BRANO PROPOSTO »
..........

L'immagine riproduce il FRONTESPIZIO della prima traduzione italiana del CORANO ed è tratta da un volume di A. Malvezzi noto islamista postosi il principio scientifico di dimostrare la grande ignoranza che sull'Islam è passata, attraverso i secoli, per l'Europa e comunque per il Mondo Occidentale onde giungere fino alla contemporaneità.
L'autore, come esempi di mistificazione a danno del mondo musulmano, cita vari testi tra cui in particolare il De Orbis Terrae Concordiae (1544) di Guglielmo Postello, alcuni libri spagnoli [e francesi] e questa traduzione dell'Arrivabene cui dedica le seguenti, ironiche osservazioni(pp.209 - 212): "Altra prova che la minaccia del Turco aveva creato in Europa alla metà del secolo XVI è data dalla pubblicazione della prima versione del Corano in lingua volgare e precisamente in quella italiana, fatta a Venezia nel 1547 da Andrea
Arrivabene. Quel libro è oggi
rarissimo e ne sono noti solo pochi esemplari nelle pubbliche e private biblioteche d' Europa.
L'Arrivabene ripetutamente afferma che la traduzione del
Corano fu fatta eseguire da lui sull'originale arabo, mentre invece essa è una parziale traduzione italiana della versione latina di Roberto di Chester, sicché è il ristretto di un compendio. Nel Corano dell'Arrivabene le Sure hanno poi una nuova numerazione, che rende ancor più difficile collazionarle col testo originale. Ma ciò ha poca importanza, poiché, per se stesso, il testo raffazzonato del Corano ha per noi scarso interesse, mentre ne hanno i motivi dati dall'Arrivabene per averlo stampato.
Innanzi tutto, all'evidente scopo di premunirsi da noie o peggio per la pubblicazione di un libro così pericoloso quale il Corano, l'editore lo pose sotto l'egida di Gabriel Puetz Barone d'Aramon, Ambasciatore di Francia a Costantinopoli dal 1546 al 1553, ove negoziò l'alleanza del Re Cristianissimo [Francesco I di Francia in guerra coll'imperatore Carlo V] con Solimano il Magnifico.

..........

DATI RACCOLTI »

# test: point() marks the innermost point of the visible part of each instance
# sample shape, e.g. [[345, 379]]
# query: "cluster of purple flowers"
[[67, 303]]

..........

CONSEGNA »
Trascrivi il passo del brano sulla prima traduzione italiana del Corano che inizia con le parole contenenti "L'autore, come esempi" e termina con "biblioteche d' Europa.". L'elenco non ha alcun ruolo in questo lavoro.

SOLUZIONE »
L'autore, come esempi di mistificazione a danno del mondo musulmano, cita vari testi tra cui in particolare il De Orbis Terrae Concordiae (1544) di Guglielmo Postello, alcuni libri spagnoli [e francesi] e questa traduzione dell'Arrivabene cui dedica le seguenti, ironiche osservazioni(pp.209 - 212): "Altra prova che la minaccia del Turco aveva creato in Europa alla metà del secolo XVI è data dalla pubblicazione della prima versione del Corano in lingua volgare e precisamente in quella italiana, fatta a Venezia nel 1547 da Andrea
Arrivabene. Quel libro è oggi
rarissimo e ne sono noti solo pochi esemplari nelle pubbliche e private biblioteche d' Europa.